** start of Data excerpts **

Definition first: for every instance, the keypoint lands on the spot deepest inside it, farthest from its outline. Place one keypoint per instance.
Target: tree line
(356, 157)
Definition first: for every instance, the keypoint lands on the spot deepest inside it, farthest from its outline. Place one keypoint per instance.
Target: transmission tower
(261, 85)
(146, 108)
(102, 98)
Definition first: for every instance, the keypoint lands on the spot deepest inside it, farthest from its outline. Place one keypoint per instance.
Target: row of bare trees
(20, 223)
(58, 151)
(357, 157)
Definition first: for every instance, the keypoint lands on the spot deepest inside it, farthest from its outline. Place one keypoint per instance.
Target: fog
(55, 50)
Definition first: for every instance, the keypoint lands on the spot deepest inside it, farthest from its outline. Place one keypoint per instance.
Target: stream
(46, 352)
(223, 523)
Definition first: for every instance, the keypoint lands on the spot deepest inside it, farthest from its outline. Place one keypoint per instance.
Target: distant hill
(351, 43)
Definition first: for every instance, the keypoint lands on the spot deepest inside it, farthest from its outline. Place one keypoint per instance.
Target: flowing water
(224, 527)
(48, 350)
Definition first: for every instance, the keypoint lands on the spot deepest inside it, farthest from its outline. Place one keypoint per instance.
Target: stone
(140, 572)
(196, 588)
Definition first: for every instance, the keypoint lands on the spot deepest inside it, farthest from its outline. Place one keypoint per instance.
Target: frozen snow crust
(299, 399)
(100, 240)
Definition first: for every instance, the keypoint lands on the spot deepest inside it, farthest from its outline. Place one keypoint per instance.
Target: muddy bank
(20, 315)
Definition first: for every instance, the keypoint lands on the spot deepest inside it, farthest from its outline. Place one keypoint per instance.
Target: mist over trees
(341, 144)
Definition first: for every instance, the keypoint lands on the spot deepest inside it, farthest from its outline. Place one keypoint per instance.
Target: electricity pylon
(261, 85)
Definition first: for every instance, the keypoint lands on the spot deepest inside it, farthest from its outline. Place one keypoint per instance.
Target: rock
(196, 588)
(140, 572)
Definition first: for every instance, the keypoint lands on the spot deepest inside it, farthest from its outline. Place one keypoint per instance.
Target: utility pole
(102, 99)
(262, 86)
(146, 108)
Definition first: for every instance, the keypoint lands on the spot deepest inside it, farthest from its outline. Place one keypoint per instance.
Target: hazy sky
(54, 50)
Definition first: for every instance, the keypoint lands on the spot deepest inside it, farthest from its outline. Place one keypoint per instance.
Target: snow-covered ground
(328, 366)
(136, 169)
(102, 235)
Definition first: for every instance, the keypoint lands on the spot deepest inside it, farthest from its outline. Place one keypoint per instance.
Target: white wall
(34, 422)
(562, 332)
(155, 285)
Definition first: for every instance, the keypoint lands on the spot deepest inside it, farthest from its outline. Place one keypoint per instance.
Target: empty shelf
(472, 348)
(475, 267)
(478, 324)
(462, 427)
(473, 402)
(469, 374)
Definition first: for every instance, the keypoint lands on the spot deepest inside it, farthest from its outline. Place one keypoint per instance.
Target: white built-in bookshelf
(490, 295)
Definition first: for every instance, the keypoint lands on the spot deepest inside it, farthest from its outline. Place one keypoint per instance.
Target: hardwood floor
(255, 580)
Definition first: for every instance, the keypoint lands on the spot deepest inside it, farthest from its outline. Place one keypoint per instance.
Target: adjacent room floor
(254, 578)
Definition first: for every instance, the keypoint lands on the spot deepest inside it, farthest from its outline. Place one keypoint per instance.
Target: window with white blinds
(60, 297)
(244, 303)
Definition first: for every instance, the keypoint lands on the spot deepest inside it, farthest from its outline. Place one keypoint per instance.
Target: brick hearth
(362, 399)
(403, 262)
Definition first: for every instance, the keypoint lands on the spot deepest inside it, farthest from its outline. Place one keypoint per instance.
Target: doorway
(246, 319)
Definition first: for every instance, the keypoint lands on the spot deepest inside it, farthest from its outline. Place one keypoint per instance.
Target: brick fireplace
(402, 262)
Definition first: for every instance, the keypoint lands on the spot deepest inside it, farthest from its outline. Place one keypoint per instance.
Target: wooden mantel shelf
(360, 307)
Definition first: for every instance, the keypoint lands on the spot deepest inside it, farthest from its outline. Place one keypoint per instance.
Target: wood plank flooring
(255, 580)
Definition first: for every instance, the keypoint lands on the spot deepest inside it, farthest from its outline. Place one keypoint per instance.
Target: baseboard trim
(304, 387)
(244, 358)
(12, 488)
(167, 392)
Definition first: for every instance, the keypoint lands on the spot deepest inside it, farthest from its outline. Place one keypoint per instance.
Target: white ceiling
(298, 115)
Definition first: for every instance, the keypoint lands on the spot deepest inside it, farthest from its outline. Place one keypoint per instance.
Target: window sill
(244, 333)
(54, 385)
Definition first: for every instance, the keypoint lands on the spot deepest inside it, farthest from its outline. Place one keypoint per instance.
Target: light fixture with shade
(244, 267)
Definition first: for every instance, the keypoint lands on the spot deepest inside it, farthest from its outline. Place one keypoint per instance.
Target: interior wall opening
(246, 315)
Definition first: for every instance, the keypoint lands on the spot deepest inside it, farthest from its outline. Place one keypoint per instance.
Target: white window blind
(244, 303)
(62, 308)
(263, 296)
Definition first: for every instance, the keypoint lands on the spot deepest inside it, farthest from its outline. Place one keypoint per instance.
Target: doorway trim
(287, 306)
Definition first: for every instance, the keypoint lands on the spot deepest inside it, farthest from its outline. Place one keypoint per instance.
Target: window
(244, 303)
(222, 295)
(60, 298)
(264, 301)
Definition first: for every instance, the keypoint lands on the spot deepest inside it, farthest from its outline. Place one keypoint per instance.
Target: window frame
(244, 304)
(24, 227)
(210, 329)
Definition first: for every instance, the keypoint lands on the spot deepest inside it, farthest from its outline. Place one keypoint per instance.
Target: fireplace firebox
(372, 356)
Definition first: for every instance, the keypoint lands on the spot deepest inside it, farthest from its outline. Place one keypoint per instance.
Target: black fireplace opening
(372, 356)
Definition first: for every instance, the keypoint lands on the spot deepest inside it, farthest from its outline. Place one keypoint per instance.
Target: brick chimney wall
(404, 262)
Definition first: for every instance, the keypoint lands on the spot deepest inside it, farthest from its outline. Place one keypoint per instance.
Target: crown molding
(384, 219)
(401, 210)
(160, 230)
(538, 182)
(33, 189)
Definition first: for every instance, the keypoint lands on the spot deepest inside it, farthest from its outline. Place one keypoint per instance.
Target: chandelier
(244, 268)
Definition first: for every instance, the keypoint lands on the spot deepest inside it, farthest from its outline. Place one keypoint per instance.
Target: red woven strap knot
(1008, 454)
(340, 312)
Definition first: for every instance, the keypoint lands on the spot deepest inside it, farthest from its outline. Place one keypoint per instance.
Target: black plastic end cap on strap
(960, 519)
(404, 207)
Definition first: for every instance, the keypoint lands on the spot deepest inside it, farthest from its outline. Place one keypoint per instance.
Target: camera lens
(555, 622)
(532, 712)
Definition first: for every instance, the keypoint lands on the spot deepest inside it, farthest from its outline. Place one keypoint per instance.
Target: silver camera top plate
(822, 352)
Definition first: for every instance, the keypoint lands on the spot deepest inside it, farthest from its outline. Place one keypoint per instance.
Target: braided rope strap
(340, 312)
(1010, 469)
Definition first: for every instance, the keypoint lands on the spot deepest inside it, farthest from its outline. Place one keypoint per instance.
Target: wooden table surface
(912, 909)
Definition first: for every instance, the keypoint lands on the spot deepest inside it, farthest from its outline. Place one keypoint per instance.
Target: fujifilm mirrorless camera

** end of Data excerpts **

▶ _Short problem_:
Reproduce the material in full, with no word added or dropped.

▶ _Solution below_:
Definition first: for every instance, the keypoint lands on the spot deepest inside it, farthest from its outline. Place one keypoint per instance.
Target: tree line
(356, 157)
Definition first: for every instance, the keypoint lands on the spot deepest inside it, farthest from its outline. Place one keypoint per instance.
Target: transmission tower
(261, 85)
(146, 108)
(102, 98)
Definition first: for every instance, the keypoint lands on the spot deepest inside it, farthest from its outline. Place one keypoint per instance.
Target: row of bare trees
(20, 223)
(58, 151)
(357, 157)
Definition first: for every instance, the keypoint lands on the spot deepest inside it, farthest from its outline. Place one keypoint per instance.
Target: fog
(55, 50)
Definition first: for every instance, the keypoint lands on the spot deepest inside it, farthest from its outline. Place one keypoint per instance.
Target: stream
(46, 352)
(223, 523)
Definition first: for every instance, the keypoint lands on the spot deepest inside it, farthest from its outline. Place one keypoint per instance.
Target: distant hill
(351, 43)
Definition first: for every instance, the keypoint lands on the spot deepest inside it, farthest from its outline. Place one keypoint per instance.
Target: flowing water
(224, 527)
(48, 350)
Definition first: for every instance, the keypoint lands on the spot deepest inside it, farthest from its outline. Place one keypoint per instance.
Target: stone
(140, 572)
(196, 588)
Definition first: for every instance, the keypoint lands on the spot deepest inside it, farthest from its outline. Place one keypoint per instance.
Target: frozen snow crust
(299, 399)
(100, 240)
Definition first: for every instance, the keypoint lands on the spot deepest inside it, farthest from its outline. Place one keypoint per instance.
Target: muddy bank
(20, 315)
Definition first: for every instance, the keypoint lands on the spot deepest inside it, farthest from its outline. Place one keypoint per instance.
Target: mist over trees
(341, 144)
Definition first: for every instance, the keypoint lands on the spot deepest inside it, farthest from its outline. Place one keypoint per instance.
Target: electricity pylon
(261, 85)
Definition first: for every instance, the keypoint lands on the spot deepest inside it, farthest from its outline. Place one keypoint per instance.
Target: rock
(196, 588)
(140, 572)
Definition first: for every instance, the keypoint lands on the spot deepest inside it, farthest from its outline. Place one keypoint per instance.
Target: utility pole
(102, 99)
(262, 86)
(146, 108)
Definition first: for every instance, the keypoint lands on the spot deepest inside it, farthest from its outline. Place one keypoint per instance.
Target: hazy sky
(54, 50)
Definition first: for every instance, the keypoint lands on the spot deepest inside it, farthest from its outline. Place one keypoint per instance.
Target: snow-covered ground
(328, 366)
(136, 169)
(102, 235)
Definition first: for every instance, the keypoint lands on the spot deepest inside it, farthest from its outline. Place one keypoint per instance.
Target: white wall
(34, 422)
(562, 332)
(155, 285)
Definition first: for every instance, the keypoint lands on the spot deepest inside it, farthest from its outline. Place one keypoint per instance.
Target: empty shelf
(472, 348)
(475, 267)
(478, 324)
(462, 427)
(473, 402)
(469, 374)
Definition first: for every instance, the keypoint lands on the spot deepest inside it, farthest from its outline. Place one keypoint per instance.
Target: white built-in bookshelf
(490, 295)
Definition first: for every instance, the keypoint lands on the spot deepest inside it, farthest from its outline. Place one keypoint per instance.
Target: hardwood floor
(255, 580)
Definition first: for every instance, the keypoint lands on the spot deepest inside it, farthest from its outline. Place one keypoint per instance.
Target: adjacent room floor
(254, 578)
Definition first: for every instance, the keypoint lands on the spot deepest inside it, farthest from its outline. Place one keypoint per instance.
Target: window with white blinds
(60, 297)
(244, 303)
Definition first: for every instance, the keypoint lands on the spot deepest inside it, farthest from its outline. Place one keypoint per instance.
Target: brick hearth
(362, 399)
(403, 262)
Definition first: for every instance, the keypoint lands on the spot deepest inside it, farthest from its outline. Place one keypoint per instance.
Target: doorway
(246, 319)
Definition first: for every instance, the keypoint lands on the spot deepest inside it, farthest from its outline. Place one keypoint per instance.
Target: brick fireplace
(402, 262)
Definition first: for every instance, the keypoint lands on the spot deepest inside it, farthest from its outline. Place one keypoint per instance.
Target: wooden mantel shelf
(360, 307)
Definition first: for every instance, the keypoint lands on the spot deepest inside it, farthest from its outline. Place one keypoint per instance.
Target: wood plank flooring
(255, 580)
Definition first: for every instance, the keypoint lands on the spot deepest inside it, farthest from its outline. Place one keypoint per instance.
Target: baseboard trim
(304, 387)
(244, 358)
(12, 488)
(167, 392)
Definition first: for every instance, the keypoint lands on the spot deepest inside it, farthest from its outline. Place one keypoint per instance.
Target: white ceiling
(298, 115)
Definition first: for every instance, the keypoint lands on the spot deepest inside it, farthest from its outline. Place one keypoint per instance.
Target: window sill
(244, 333)
(54, 385)
Definition first: for every instance, the keypoint lands on the spot deepest inside it, farthest from its outline. Place one keypoint per instance.
Target: light fixture with shade
(244, 267)
Definition first: for every instance, the keypoint lands on the spot deepest inside it, farthest from its outline. Place one keypoint per instance.
Target: interior wall opening
(246, 315)
Definition first: for every instance, the keypoint lands on the spot deepest inside it, farthest from its outline. Place one keypoint per instance.
Target: white window blind
(244, 303)
(62, 308)
(263, 296)
Definition first: for every instance, the keypoint lands on the spot deepest inside it, farthest from its outline. Place one keypoint per instance.
Target: doorway trim
(287, 306)
Definition first: for every instance, the keypoint lands on the spot deepest inside it, farthest from its outline. Place one keypoint per instance.
Target: window
(244, 303)
(222, 295)
(60, 298)
(264, 301)
Definition first: for every instance, the keypoint lands on the spot deepest inside it, farthest from its outline. Place one keypoint per instance.
Target: window frame
(244, 304)
(24, 227)
(210, 329)
Definition first: for every instance, the keypoint lands on the spot deepest inside it, farthest from its outline. Place one keypoint per instance.
Target: fireplace firebox
(372, 356)
Definition first: for every instance, the keypoint lands on the spot deepest inside it, farthest from its outline. Place one keypoint per instance.
Target: black fireplace opening
(372, 356)
Definition first: for every instance, the keypoint lands on the spot deepest inside it, farthest from its outline. Place one keypoint per instance.
Target: brick chimney wall
(404, 262)
Definition first: for every instance, the keypoint lands on the spot deepest inside it, farthest from its outline. Place one keypoint per instance.
Target: crown molding
(384, 219)
(401, 210)
(160, 230)
(538, 182)
(33, 189)
Definition first: for every instance, the keypoint lands on the spot deepest inside it, farthest from its outline. Place one keypoint per instance.
Target: chandelier
(244, 268)
Definition first: for every instance, the keypoint lands on the spot deepest inside it, farthest from its outline. Place one keypoint per instance.
Target: red woven strap knot
(1008, 454)
(340, 312)
Definition first: for every instance, the keypoint lands on the spot deepest inside it, farthest from its outline. Place one keypoint per instance.
Target: black plastic end cap on strap
(960, 519)
(404, 207)
Definition first: for every instance, the keypoint lands on the spot deepest inside it, farthest from its outline. Place one keypoint per instance.
Target: camera lens
(555, 622)
(532, 712)
Definition first: for every instance, the keypoint lands on the spot deepest inside it, farthest from its outline. Place one keypoint per instance.
Target: silver camera top plate
(822, 352)
Definition first: for every instance, the keypoint lands on the spot deepest inside it, farthest from its outline. Place one keypoint per instance.
Target: braided rope strap
(340, 312)
(1010, 469)
Definition first: for every instance, the keypoint lands on the spot deepest inside it, farthest from its outline. Place one keypoint per instance.
Target: wooden table surface
(912, 909)
Definition first: for every instance, the keypoint lands on the spot deepest inside it, farthest from its outline. Place one keypoint per instance.
Target: fujifilm mirrorless camera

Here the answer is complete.